[What this task involves]:
Of all the entries below, only the lines from the one with "Target: long wavy hair" up to and including the one with "written like (981,386)." are to be duplicated exactly.

[Task input]:
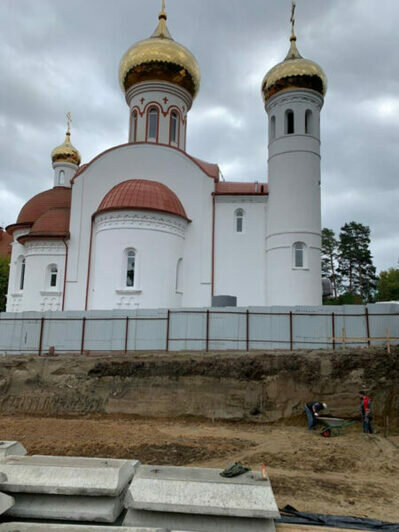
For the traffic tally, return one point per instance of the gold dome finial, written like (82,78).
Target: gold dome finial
(69,122)
(66,153)
(163,14)
(160,58)
(293,36)
(295,71)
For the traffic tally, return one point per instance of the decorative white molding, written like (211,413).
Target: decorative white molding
(43,247)
(295,96)
(135,219)
(241,199)
(128,291)
(163,88)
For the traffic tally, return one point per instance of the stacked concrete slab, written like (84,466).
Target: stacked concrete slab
(200,500)
(66,488)
(39,527)
(11,448)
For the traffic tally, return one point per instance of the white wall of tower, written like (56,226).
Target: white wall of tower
(294,206)
(170,102)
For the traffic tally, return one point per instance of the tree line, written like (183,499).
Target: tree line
(348,263)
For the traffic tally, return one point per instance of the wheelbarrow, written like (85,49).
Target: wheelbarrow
(333,426)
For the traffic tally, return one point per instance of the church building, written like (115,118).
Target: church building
(148,225)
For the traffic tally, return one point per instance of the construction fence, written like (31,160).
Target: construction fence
(206,329)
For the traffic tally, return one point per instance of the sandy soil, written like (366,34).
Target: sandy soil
(351,474)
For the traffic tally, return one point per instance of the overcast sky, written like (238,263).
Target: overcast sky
(58,56)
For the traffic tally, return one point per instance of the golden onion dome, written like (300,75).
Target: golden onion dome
(160,58)
(294,72)
(66,153)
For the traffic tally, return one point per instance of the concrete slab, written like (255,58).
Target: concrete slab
(201,491)
(6,502)
(196,523)
(59,475)
(41,527)
(66,508)
(13,448)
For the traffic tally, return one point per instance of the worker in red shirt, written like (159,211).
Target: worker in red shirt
(367,415)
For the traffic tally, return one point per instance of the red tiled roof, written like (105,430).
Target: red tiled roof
(5,241)
(241,188)
(54,223)
(57,197)
(142,194)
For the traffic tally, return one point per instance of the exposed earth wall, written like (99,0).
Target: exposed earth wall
(264,387)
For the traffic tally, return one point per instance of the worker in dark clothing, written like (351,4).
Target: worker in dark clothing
(312,410)
(367,415)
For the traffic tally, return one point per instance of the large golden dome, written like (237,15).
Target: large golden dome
(294,72)
(66,153)
(160,58)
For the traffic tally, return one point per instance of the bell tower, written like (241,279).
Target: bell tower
(293,93)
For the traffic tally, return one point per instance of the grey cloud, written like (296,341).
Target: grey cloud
(58,56)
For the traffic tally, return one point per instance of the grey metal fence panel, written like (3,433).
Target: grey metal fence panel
(202,329)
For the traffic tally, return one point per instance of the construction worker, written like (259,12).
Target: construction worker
(312,410)
(367,415)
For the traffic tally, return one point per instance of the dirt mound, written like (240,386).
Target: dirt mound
(350,474)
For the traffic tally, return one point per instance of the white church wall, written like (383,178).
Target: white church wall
(15,294)
(38,292)
(157,242)
(157,163)
(240,256)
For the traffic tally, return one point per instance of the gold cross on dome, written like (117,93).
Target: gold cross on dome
(293,17)
(69,121)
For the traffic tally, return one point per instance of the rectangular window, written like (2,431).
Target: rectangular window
(298,256)
(130,269)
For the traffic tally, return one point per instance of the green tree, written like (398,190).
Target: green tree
(4,273)
(329,254)
(388,285)
(356,262)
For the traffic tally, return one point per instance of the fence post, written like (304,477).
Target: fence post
(41,336)
(82,343)
(207,331)
(167,331)
(291,332)
(367,326)
(247,330)
(333,329)
(126,333)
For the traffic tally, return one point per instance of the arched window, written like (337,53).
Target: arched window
(179,276)
(53,276)
(152,123)
(173,127)
(299,255)
(133,130)
(22,274)
(289,122)
(130,267)
(239,220)
(309,122)
(273,128)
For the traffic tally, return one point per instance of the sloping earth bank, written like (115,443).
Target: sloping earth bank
(264,386)
(351,474)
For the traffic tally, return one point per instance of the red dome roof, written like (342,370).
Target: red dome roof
(142,194)
(5,241)
(54,223)
(57,197)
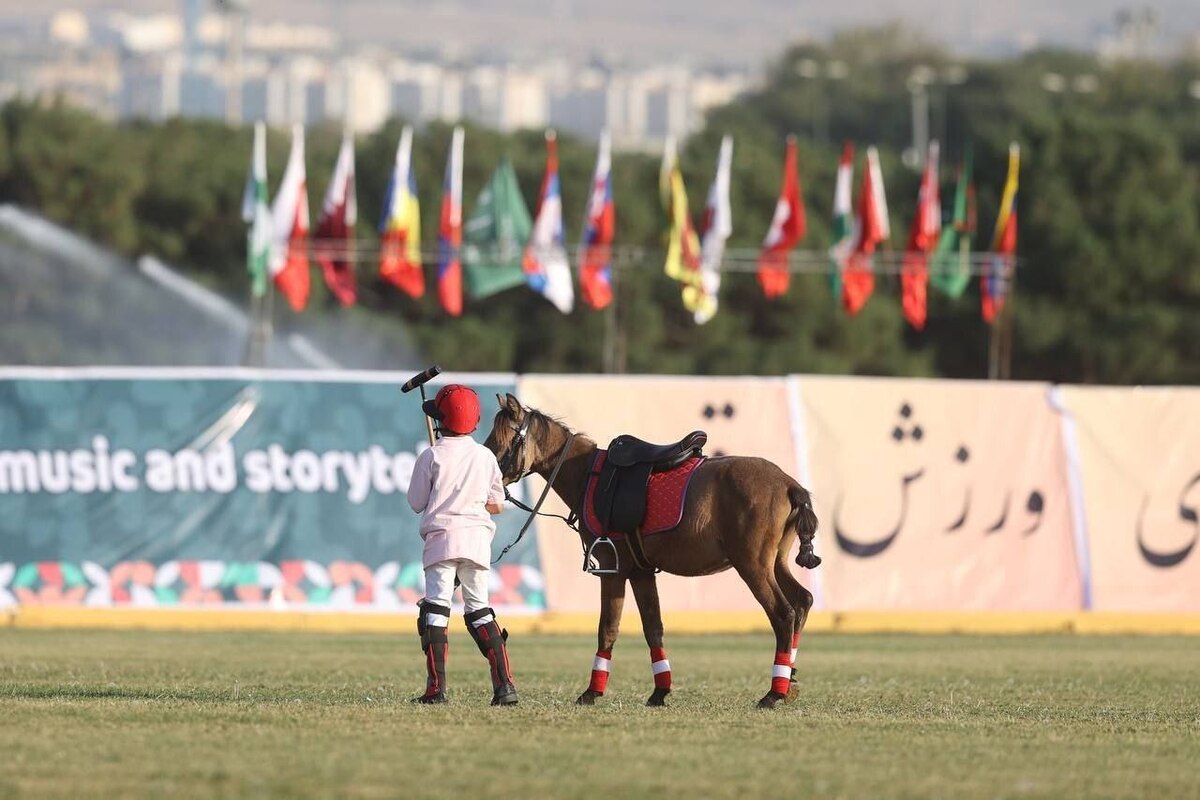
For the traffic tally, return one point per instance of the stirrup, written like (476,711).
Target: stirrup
(591,558)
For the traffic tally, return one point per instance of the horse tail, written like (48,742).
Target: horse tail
(804,518)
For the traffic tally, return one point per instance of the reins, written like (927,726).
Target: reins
(571,521)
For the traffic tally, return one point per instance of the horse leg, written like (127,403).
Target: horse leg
(646,593)
(612,602)
(760,578)
(802,601)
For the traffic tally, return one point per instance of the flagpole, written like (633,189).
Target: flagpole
(1006,359)
(994,348)
(611,328)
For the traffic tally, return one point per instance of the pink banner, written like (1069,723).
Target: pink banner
(747,416)
(937,494)
(1140,477)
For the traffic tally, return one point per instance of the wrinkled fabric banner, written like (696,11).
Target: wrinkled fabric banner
(220,488)
(744,416)
(1140,479)
(940,494)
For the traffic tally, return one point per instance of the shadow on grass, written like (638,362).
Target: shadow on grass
(103,692)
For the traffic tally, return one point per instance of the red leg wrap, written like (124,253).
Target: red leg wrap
(660,667)
(600,672)
(781,673)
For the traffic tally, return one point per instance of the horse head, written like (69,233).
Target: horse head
(511,440)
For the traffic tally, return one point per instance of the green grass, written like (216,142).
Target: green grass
(880,716)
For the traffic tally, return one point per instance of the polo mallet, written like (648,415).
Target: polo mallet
(418,382)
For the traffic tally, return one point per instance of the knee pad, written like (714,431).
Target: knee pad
(484,629)
(425,630)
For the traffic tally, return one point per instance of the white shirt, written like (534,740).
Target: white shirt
(453,482)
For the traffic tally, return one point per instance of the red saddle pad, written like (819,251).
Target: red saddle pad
(666,495)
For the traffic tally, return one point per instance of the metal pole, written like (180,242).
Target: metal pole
(235,18)
(610,328)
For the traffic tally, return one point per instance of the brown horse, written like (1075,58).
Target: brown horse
(741,512)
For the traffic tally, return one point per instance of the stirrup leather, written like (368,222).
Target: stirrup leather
(592,560)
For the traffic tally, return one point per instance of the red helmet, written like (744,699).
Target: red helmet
(456,408)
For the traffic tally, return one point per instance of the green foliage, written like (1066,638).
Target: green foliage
(1109,278)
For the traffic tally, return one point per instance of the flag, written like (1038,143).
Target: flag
(496,235)
(927,226)
(786,229)
(717,227)
(595,242)
(257,214)
(951,264)
(450,230)
(400,230)
(683,245)
(843,218)
(995,280)
(545,258)
(289,227)
(870,229)
(335,228)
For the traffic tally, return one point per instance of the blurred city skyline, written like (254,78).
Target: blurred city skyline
(641,71)
(745,34)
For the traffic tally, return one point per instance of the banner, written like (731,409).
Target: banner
(940,494)
(744,416)
(1139,451)
(167,488)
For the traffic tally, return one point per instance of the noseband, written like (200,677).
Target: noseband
(511,455)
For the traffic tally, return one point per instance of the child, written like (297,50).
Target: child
(456,486)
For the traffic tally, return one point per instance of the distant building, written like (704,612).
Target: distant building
(121,65)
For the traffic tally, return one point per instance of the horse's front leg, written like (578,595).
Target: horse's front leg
(612,602)
(646,593)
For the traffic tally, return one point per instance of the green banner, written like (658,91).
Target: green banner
(207,487)
(496,234)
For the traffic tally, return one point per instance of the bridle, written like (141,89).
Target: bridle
(511,455)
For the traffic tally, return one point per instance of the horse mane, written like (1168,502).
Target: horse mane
(540,425)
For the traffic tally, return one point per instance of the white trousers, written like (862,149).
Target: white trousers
(439,587)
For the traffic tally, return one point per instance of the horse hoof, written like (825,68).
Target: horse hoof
(809,560)
(771,699)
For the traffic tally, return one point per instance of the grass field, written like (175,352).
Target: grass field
(317,715)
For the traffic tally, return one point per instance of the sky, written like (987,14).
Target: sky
(743,31)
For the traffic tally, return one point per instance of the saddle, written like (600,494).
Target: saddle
(621,492)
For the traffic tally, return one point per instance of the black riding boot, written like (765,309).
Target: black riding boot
(436,645)
(490,638)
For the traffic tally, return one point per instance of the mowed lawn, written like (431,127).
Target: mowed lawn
(137,714)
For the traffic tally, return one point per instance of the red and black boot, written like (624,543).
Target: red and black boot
(491,638)
(436,645)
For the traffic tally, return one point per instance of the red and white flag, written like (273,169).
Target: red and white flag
(335,229)
(870,229)
(786,229)
(289,226)
(927,227)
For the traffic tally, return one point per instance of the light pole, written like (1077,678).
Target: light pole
(918,83)
(821,72)
(235,13)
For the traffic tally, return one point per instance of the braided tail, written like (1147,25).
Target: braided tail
(805,521)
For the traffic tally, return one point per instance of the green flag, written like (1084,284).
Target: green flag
(257,215)
(495,235)
(843,220)
(949,269)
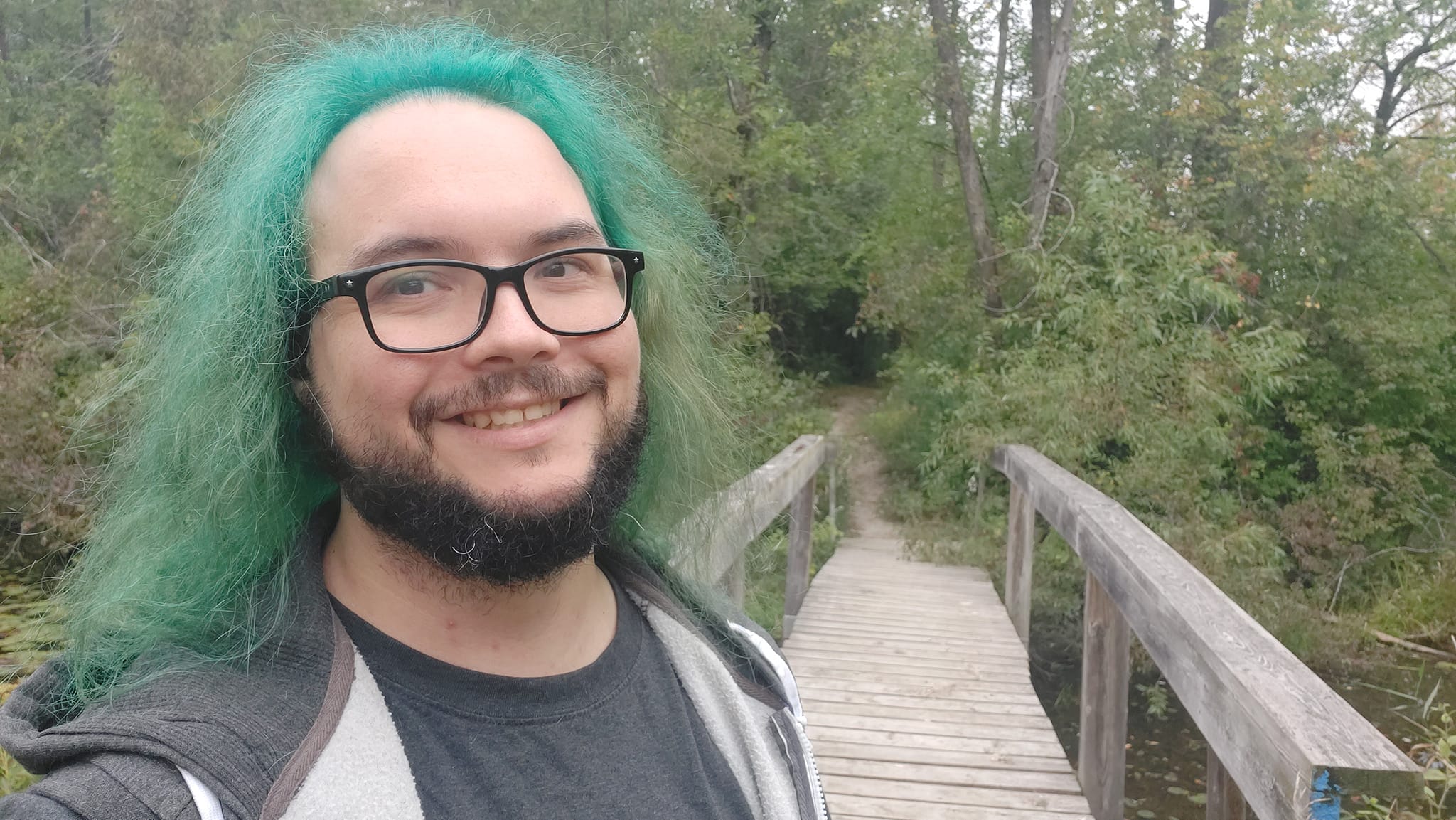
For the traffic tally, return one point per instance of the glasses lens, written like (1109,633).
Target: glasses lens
(579,293)
(426,307)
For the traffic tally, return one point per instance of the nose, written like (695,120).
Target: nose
(511,339)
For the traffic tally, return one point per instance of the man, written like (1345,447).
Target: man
(378,543)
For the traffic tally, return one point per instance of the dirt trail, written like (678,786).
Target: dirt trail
(865,467)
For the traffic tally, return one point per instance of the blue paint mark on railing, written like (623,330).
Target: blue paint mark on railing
(1324,799)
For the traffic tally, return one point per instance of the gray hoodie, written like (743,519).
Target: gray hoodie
(304,732)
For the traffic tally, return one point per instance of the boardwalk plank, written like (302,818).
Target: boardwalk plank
(1046,782)
(882,807)
(956,796)
(919,698)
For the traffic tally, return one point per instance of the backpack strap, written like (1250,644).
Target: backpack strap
(207,804)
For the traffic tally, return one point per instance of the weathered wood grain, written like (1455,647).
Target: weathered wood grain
(947,775)
(907,753)
(1021,523)
(846,807)
(1043,749)
(1103,740)
(722,529)
(801,538)
(956,796)
(918,695)
(1225,800)
(1286,739)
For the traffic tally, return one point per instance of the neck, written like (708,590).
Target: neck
(535,631)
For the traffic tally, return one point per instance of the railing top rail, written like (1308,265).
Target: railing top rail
(1283,735)
(746,508)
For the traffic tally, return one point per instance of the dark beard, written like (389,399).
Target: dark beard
(437,518)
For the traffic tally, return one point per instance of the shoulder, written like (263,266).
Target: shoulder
(105,787)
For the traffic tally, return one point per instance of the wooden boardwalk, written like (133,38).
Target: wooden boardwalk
(918,695)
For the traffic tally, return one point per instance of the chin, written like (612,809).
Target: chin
(533,494)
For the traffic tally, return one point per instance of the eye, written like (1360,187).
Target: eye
(558,268)
(410,286)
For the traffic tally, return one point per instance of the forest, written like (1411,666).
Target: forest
(1201,257)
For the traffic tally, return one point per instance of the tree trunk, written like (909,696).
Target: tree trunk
(1167,22)
(1040,48)
(1049,107)
(983,271)
(1002,25)
(1221,80)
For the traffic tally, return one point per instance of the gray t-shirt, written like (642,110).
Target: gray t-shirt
(615,740)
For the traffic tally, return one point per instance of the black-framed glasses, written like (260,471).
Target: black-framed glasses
(436,305)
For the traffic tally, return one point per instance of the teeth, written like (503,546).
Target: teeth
(507,418)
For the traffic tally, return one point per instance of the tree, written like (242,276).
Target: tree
(953,94)
(1053,72)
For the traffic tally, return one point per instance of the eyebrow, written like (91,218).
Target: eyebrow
(450,248)
(569,230)
(405,248)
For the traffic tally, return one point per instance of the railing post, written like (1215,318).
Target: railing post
(736,580)
(1225,799)
(1103,745)
(801,539)
(832,457)
(1021,522)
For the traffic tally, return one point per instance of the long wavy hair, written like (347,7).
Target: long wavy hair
(210,484)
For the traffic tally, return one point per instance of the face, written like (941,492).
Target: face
(461,179)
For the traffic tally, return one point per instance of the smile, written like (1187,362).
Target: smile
(507,418)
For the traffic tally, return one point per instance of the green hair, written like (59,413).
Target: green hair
(208,487)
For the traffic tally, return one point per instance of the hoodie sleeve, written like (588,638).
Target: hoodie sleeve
(31,806)
(105,787)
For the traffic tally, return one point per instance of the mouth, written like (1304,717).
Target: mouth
(511,417)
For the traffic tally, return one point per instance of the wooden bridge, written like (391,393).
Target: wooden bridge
(918,693)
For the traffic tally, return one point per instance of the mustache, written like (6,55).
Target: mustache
(491,388)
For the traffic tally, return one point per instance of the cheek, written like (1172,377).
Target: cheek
(360,383)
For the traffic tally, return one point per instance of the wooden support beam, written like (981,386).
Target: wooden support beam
(1225,799)
(711,539)
(1021,525)
(801,545)
(1103,743)
(1290,742)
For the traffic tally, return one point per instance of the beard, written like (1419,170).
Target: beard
(508,543)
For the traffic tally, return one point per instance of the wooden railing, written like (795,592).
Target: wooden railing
(746,508)
(1279,738)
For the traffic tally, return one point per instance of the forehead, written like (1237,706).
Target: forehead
(479,178)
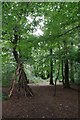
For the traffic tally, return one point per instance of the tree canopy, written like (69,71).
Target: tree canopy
(47,38)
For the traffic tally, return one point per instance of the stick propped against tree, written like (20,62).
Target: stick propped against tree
(22,78)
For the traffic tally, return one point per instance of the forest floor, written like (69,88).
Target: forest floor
(43,104)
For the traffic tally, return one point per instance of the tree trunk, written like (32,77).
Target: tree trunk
(63,72)
(51,68)
(22,81)
(71,71)
(67,85)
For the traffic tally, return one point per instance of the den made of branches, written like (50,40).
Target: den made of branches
(44,36)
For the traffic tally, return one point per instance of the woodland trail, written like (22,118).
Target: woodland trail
(43,104)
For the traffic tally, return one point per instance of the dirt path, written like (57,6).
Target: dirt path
(43,104)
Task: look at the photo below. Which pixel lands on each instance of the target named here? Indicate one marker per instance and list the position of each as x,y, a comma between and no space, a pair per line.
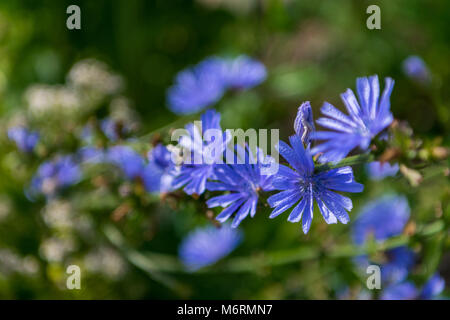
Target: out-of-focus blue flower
378,171
160,171
408,291
131,163
24,139
198,87
90,154
415,68
364,121
382,219
205,246
204,84
304,123
302,184
243,180
207,152
243,72
112,129
54,175
434,286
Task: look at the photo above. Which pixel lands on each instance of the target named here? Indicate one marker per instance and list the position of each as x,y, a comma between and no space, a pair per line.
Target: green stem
349,161
156,263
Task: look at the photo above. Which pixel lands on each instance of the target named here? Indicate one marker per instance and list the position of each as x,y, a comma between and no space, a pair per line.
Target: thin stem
349,161
154,263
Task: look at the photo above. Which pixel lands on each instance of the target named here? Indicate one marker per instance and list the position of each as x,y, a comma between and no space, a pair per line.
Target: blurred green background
313,50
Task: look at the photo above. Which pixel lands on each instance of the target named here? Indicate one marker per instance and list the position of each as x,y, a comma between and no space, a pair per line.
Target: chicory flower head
244,180
24,139
203,153
304,123
364,121
302,184
54,175
205,246
128,160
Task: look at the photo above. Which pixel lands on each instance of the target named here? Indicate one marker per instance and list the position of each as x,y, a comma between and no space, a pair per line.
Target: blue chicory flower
54,175
304,123
366,119
415,68
378,171
208,153
113,130
302,184
244,180
24,139
204,84
382,218
131,163
205,246
408,291
160,171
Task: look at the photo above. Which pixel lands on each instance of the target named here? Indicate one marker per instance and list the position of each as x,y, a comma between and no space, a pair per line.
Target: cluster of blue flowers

[Answer below]:
Target: long wavy hair
(210,484)
For the traffic tally, return one point per instance of the face, written like (941,492).
Target: face
(461,179)
For the traffic tally, return one point per instance of the smile, written like (1187,362).
Target: smile
(507,418)
For the traffic tally, return one point per instance of the green hair, written like (59,413).
Target: green hair
(208,487)
For the traffic tally, return one point per instance of the hoodie sleeve, written like (588,638).
Target: hoodie sleeve
(31,806)
(105,787)
For the traffic tally, return one point per instance of the mouth, written like (1304,717).
Target: mouth
(511,417)
For the traffic tally, return one point per instance of the wooden bridge, written like (391,393).
Target: wooden bridge
(918,693)
For the traffic tally, return one point per instance of the mustache, written like (6,55).
Target: mustache
(491,388)
For the traffic tally, return one point per instance of the cheek, written like (1172,377).
Target: cheek
(360,383)
For the traffic tally, return one point per instance of the wooden support beam, written like (981,386).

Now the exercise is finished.